== EXCERPTED PASSAGE ==

========================

Bausch & Lomb, like the instant case, was an action by the United States to restrain alleged violations of §§ 1 and 3 of the Sherman Act. The Court, relying on Beech-Nut, held that a distributor, Soft-Lite Lens Company, Inc., violated the Sherman Act when, as was the case with Parke Davis, the refusal to sell to wholesalers was not used simply to induce acquiescence of the wholesalers in the distributor's published resale price list; the wholesalers "accepted Soft-Lite's proffer of a plan of distribution by cooperating in prices, limitation of sales to and approval of retail licensees. That is sufficient. Whether this conspiracy and combination was achieved by agreement or by acquiescence of the wholesalers coupled with assistance in effectuating its purpose is immaterial." 321 U. S., at 723. Thus, whatever uncertainty previously existed as to the scope of the Colgate doctrine, Bausch & Lomb and Beech-Nut plainly fashioned its dimensions as meaning no more than that a simple refusal to sell to customers who will not resell at prices suggested by the seller is permissible under the Sherman Act. In other words, an unlawful combination is not just such as arises from a price maintenance agreement, express or implied; such a combination is also organized if the producer secures adherence to his suggested prices by means which go beyond his mere declination to sell to a customer who will not observe his announced policy.

========================

== RECORDED DATA ==
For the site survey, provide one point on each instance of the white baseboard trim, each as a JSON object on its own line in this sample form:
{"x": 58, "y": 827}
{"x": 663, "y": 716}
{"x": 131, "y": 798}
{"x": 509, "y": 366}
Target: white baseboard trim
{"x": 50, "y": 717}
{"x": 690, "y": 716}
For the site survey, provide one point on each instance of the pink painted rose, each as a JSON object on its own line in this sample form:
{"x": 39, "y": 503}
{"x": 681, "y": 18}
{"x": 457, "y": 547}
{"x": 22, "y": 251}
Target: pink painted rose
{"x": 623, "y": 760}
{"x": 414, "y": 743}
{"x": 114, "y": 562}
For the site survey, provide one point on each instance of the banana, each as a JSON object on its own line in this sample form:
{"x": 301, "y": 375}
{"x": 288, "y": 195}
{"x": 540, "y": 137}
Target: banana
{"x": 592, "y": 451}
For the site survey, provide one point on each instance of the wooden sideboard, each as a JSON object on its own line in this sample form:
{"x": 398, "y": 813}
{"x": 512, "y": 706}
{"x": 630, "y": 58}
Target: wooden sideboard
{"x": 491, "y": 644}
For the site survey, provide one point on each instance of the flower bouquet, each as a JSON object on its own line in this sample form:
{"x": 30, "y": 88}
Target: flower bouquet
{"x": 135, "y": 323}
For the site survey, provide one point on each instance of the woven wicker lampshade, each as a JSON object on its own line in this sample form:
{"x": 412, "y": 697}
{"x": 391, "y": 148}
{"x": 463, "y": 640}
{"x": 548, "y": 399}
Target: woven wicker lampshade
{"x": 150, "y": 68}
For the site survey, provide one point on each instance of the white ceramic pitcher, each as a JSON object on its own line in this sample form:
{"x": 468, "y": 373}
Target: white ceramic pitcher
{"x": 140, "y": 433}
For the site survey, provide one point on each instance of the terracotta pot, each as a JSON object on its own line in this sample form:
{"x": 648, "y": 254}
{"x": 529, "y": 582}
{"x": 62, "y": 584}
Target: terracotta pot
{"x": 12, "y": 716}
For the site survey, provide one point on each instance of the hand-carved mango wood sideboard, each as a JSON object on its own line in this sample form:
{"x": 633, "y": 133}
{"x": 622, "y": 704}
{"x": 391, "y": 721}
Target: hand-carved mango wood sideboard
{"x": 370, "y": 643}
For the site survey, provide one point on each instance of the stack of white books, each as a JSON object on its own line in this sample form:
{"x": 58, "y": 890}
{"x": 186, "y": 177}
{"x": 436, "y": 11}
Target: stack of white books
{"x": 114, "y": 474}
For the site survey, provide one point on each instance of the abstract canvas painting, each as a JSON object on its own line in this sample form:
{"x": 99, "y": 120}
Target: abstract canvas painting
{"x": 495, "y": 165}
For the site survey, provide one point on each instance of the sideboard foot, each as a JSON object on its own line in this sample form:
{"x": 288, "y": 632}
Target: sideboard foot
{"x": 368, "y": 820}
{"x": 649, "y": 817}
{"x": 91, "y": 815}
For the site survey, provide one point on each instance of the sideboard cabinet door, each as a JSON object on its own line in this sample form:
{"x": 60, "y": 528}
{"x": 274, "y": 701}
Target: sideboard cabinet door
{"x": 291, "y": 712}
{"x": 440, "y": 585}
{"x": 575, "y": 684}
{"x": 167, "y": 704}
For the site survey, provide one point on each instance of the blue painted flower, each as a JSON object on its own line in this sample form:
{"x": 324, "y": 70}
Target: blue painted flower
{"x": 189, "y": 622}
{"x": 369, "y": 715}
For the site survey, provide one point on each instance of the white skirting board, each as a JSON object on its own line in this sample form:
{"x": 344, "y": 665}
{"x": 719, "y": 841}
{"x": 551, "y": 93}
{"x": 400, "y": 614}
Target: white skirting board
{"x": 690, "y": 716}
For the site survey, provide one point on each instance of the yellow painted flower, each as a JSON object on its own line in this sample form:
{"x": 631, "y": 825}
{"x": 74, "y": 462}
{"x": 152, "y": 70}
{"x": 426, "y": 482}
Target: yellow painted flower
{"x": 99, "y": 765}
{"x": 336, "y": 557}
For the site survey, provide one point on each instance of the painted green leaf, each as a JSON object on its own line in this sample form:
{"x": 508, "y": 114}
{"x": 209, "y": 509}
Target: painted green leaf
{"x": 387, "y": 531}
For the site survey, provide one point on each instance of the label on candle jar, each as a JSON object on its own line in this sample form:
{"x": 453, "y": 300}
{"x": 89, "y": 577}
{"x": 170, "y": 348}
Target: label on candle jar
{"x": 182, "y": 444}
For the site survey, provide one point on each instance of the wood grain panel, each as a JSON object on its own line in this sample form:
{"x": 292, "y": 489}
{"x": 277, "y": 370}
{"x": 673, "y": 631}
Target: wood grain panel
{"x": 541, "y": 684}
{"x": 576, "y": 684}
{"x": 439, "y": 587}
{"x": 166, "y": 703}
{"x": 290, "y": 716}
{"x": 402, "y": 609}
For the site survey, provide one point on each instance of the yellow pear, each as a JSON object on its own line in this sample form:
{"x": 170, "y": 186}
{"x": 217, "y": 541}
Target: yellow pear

========================

== EXERCISE ==
In the antitrust passage above, which distributor did the Court hold violated the Sherman Act in Bausch & Lomb?

== EXERCISE RESULT ==
Soft-Lite Lens Company, Inc.